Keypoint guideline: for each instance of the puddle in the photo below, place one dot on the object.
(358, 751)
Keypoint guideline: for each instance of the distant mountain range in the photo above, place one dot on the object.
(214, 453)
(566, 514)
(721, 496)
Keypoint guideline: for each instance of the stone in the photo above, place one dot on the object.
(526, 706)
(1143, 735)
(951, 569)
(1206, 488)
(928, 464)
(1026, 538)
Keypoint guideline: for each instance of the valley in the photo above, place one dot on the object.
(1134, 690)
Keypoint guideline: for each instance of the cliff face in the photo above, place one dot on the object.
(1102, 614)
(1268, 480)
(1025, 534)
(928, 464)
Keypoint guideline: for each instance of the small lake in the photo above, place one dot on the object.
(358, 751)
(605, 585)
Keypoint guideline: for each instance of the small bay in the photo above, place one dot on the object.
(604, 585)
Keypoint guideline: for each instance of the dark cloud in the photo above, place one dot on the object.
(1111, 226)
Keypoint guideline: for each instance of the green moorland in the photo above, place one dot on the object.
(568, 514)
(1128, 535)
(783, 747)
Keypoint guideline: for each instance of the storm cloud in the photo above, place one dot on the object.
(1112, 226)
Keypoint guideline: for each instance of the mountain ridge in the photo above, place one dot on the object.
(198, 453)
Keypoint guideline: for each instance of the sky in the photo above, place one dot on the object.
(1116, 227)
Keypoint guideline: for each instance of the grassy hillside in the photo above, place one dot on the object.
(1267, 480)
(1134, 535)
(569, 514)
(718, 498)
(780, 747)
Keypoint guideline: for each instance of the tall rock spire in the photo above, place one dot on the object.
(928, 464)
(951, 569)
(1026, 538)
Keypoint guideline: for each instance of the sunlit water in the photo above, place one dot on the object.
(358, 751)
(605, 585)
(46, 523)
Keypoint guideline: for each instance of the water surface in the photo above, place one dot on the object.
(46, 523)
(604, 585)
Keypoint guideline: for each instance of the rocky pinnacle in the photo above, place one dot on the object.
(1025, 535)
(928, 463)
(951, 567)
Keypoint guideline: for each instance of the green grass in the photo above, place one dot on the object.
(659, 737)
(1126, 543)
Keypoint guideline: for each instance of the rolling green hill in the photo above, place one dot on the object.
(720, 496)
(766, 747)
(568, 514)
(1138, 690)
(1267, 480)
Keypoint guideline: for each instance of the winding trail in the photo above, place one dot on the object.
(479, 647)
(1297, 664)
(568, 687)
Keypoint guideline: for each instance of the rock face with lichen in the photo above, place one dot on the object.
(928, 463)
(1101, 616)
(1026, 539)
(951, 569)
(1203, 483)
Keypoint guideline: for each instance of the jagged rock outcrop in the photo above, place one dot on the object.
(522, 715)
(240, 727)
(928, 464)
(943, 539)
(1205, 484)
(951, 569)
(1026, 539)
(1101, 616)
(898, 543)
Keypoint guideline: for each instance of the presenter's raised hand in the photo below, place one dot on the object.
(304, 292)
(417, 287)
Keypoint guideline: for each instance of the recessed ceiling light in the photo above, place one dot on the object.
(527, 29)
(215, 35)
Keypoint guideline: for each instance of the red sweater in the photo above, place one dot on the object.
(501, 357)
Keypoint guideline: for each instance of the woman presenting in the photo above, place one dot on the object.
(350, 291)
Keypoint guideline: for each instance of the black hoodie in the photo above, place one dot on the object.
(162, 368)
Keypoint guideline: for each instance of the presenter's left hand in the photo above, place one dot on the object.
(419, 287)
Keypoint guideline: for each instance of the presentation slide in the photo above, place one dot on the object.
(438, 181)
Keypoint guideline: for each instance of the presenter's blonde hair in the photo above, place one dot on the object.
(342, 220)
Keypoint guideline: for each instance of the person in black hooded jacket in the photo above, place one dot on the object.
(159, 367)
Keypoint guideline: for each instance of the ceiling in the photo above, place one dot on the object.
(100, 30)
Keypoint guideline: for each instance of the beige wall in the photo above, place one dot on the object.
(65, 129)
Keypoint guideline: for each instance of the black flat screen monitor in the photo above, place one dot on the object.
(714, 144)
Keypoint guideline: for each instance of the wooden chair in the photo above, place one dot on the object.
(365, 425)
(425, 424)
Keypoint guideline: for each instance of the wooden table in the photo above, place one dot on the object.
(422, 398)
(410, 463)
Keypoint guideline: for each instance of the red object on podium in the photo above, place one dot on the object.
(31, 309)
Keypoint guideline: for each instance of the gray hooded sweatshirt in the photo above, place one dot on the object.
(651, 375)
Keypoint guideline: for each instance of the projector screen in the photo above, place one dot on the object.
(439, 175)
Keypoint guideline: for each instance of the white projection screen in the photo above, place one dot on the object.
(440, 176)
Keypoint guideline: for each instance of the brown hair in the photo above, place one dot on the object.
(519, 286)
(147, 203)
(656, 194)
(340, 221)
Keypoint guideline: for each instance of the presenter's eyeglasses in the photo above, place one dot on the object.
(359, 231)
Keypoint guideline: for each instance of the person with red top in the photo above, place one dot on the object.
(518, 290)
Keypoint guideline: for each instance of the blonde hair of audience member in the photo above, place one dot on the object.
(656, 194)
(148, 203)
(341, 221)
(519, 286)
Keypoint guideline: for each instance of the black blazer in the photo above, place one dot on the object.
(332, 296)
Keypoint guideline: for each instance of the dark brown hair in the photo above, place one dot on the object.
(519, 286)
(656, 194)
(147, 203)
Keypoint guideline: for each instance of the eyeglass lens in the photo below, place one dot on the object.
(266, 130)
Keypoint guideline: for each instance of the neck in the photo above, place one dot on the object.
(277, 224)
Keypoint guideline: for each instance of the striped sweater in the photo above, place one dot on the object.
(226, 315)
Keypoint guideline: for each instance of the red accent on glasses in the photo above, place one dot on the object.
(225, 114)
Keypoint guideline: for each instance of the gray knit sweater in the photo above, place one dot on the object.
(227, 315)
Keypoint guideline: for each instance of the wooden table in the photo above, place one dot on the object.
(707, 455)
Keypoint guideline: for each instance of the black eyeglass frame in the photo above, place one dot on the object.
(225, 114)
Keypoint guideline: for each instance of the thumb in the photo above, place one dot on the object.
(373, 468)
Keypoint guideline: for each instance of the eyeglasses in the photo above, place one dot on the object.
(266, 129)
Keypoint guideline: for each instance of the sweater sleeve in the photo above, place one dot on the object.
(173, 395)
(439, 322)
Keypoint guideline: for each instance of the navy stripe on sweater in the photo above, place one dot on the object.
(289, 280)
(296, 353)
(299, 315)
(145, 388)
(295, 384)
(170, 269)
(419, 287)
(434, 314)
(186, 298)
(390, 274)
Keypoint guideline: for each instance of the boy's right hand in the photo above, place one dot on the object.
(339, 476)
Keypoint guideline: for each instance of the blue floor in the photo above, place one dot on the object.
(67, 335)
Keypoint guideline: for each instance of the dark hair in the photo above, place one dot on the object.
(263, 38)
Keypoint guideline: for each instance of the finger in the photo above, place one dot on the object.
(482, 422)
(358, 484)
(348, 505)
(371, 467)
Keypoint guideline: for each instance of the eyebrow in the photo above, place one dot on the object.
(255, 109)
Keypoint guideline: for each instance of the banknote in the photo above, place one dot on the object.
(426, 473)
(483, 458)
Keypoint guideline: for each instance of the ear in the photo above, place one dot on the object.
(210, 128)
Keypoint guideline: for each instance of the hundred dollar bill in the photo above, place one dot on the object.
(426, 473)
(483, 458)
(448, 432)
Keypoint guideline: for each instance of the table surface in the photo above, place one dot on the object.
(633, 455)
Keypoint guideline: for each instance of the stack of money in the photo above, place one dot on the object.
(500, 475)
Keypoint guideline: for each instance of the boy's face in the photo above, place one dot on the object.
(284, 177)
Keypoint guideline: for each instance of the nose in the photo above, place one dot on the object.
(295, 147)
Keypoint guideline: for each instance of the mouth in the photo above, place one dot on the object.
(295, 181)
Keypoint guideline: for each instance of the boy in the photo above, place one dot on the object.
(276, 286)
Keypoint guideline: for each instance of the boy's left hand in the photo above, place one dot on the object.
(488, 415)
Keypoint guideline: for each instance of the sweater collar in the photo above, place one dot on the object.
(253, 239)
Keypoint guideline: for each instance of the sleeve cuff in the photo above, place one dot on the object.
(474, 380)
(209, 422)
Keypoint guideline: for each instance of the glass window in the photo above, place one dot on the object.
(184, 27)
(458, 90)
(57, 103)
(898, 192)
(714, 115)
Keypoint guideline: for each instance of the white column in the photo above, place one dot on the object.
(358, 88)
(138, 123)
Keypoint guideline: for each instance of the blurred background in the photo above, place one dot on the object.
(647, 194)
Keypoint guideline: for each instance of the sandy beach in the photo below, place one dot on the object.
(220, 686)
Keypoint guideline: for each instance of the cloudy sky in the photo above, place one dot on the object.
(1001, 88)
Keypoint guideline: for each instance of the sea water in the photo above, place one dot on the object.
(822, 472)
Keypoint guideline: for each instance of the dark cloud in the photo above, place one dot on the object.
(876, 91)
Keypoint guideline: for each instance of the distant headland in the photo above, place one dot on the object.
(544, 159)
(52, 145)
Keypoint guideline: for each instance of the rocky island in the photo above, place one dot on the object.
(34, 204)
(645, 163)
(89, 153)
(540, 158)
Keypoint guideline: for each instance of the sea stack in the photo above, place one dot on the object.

Given task = Starting at the line that contains "Keypoint guideline: for each instance of the sea water", print every line through the end of the listing, word for word. Leave out all the rest.

Task output =
Keypoint guideline: for each instance of the sea water in the photo above, place one dot on the object.
(822, 472)
Keypoint guideline: for each instance of the dark cloud in the photo above, place one dot on the object.
(876, 91)
Keypoint guideline: for each instance of the distant headland in the photo above, place one dot on the object.
(544, 159)
(52, 145)
Keypoint guideline: for each instance of the rocky island in the photo above, place one dot on the object.
(34, 204)
(645, 163)
(89, 153)
(540, 158)
Keypoint guideline: for each instance of the sea stack in the photo above, place one dot on the object.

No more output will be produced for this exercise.